- _Document passage_:
The overall scheme of the SC refinement. The triplicate datasets of SC were analyzed by PLGEM-STN and confident DEPs were selected with p-value threshold less than 0.01. The further quantification refinement was performed for the proteins within 0.01 ≤ p-value ≤ 0.05 using MAI estimators. The proteins with recalculated p-value < 0.03 were considered statistically significant and were combined with DEPs of p-value < 0.01.

Spectral count variation and PLGEM-STN p-values

To observe the distribution of PLGEM-STN p-values over SC numbers of low-abundance proteins, we plotted the PLGEM-STN p-values of identified proteins over the mean values of SCs and observed that the mean p-values of proteins identified with lower SC (SC mean <5) was about 0.2293, whereas proteins identified with higher SC (SC mean ≥5) showed the mean p-values around 0.0983 (Fig. 2a). Furthermore, we plotted the ratio of expected and measured standard deviations (σ-expected/σ-measured) over the mean of repeated SC detection showing that low-abundance proteins have poor reproducibility on SC during the triplicate analysis compared with high-abundance proteins (Fig. 2b). We assumed the σ-expected as standard deviation calculated from the PLGEM linear regression model, which explicitly assume a constant coefficient of variation (CV) and deriving standard deviation varying proportionally with the mean. About 44% (636 out of 1,445) proteins with low SC (SC mean <5) had σ-measured greater than σ-expected, σ-expected/σ-measured <1, whereas 37% (391 out of 1,065) proteins with mean of SC ≥5 had σ-expected/σ-measured <1. This observation indicated that LC-MS/MS data acquisition of those low-abundance proteins have poor reproducibility in spectral counting.

Figure 2
figure 2

Relationship between the number of SC and PLGEM-STN statistical factors. (a) A plot of PLGEM-STN p-values and the mean values of triplicate SC of MDA-MB468 cells grown under HG and GD conditions. The plot demonstrates that proteins with low SC (SC mean < 5) have higher p-values (average 0.2293) and proteins with high SC (SC mean > 100) have lower p-values (average 0.0983). (b) A plot of measured standard deviation over expected standard deviation (σ_expected/σ_measured) and the mean of SC. The plot demonstrates that proteins with low SC tend to have more differences between expected standard deviation and measured standard deviation.

- _Given material_:

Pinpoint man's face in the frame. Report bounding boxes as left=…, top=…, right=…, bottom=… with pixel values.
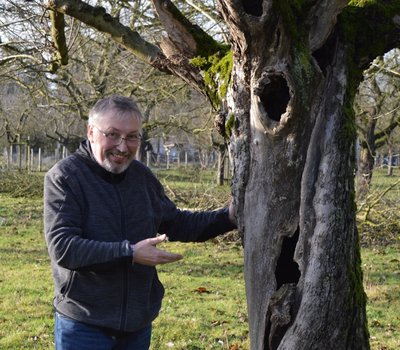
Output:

- _Action item 1_:
Repeat the stretch of the spectral counting passage from "Relationship between the" through "measured standard deviation.".
- _Action item 2_:
List the distinct p-value cutoffs given in the first paragraph of the spectral counting passage.
- _Action item 3_:
Resume the spectral counting passage from where it stops.
The lines have nothing to do with the spectral counting passage.

- _Expected answer 1_:
Relationship between the number of SC and PLGEM-STN statistical factors. (a) A plot of PLGEM-STN p-values and the mean values of triplicate SC of MDA-MB468 cells grown under HG and GD conditions. The plot demonstrates that proteins with low SC (SC mean < 5) have higher p-values (average 0.2293) and proteins with high SC (SC mean > 100) have lower p-values (average 0.0983). (b) A plot of measured standard deviation over expected standard deviation (σ_expected/σ_measured) and the mean of SC. The plot demonstrates that proteins with low SC tend to have more differences between expected standard deviation and measured standard deviation.

- _Expected answer 2_:
0.01, 0.05, 0.03

- _Expected answer 3_:
MAI statistical analysis of low-spectral count proteins

Proteins, scoring PLGEM-STN p-values between 0.01 and 0.05, were statistically refined to improve their quantitative confidence p-values using MAI estimator27. We implemented the MAI to the triplicate breast cancer SC datasets to identify proteins that were initially filtered out by the PLGEM-STN statistics. The mis-measured observation is Wi and true values is Xi for latent variables for i = 1,…,n. The objective of the MAI is to construct adjusted value of the Wi using recreated true value \(\widehat{{X}_{i}}\) where \(\widehat{{X}_{i}}\) are unbiased sample moment estimates of the corresponding moment of Xi, a point where \(E({n}^{-1}{\sum }_{i=1}^{n}\widehat{{X}_{i}^{r}})=E({X}^{r})\), r = 1, …, M. The adjusted \(\widehat{\,{X}_{i}}\) that we would like to estimate are obtained by minimizing \({\sum }_{i=1}^{n}{({W}_{i}-{X}_{i})}^{2}\) subject to constraints on the moments and cross-products. This allows the MAI estimator to be defined in the following function

$$\widehat{{X}_{i}}={W}_{i}\hat{a}+\bar{W}(1-\hat{a})$$
(1)

where \(\bar{W}={n}^{-1}{{\sum }_{i=1}^{n}W}_{i}\), \(\hat{a}={({\hat{\sigma }}_{x}^{2}/{\hat{\sigma }}_{w}^{2})}^{1/2}\), \({\hat{\sigma }}_{w}^{2}={n}^{-1}{\sum }_{i=1}^{n}{({W}_{i}-\bar{W})}^{2}\) and \({\hat{\sigma }}_{x}^{2}\,\) = est of \({\sigma }_{x}^{2}\) by PLGEM from the linear regression model; \(\mathrm{ln}(s)=k\,\mathrm{ln}(\bar{x})+c+\varepsilon \) (s and \(\bar{x}\) as standard deviation and mean of repeated measures, \(k\) as slope, c as intercept and ε as error term). We have considered the \(\widehat{{X}_{i}}\) as the refined SCs, Wi as measured SCs, i as repeated number of measurements in LC-MS/MS, and \(\hat{a}\) as relation between measured variable σw and potentially error-free covariate σx \(({({\widehat{{\sigma }_{x}}}^{2}/{\widehat{{\sigma }_{w}}}^{2})}^{1/2})\).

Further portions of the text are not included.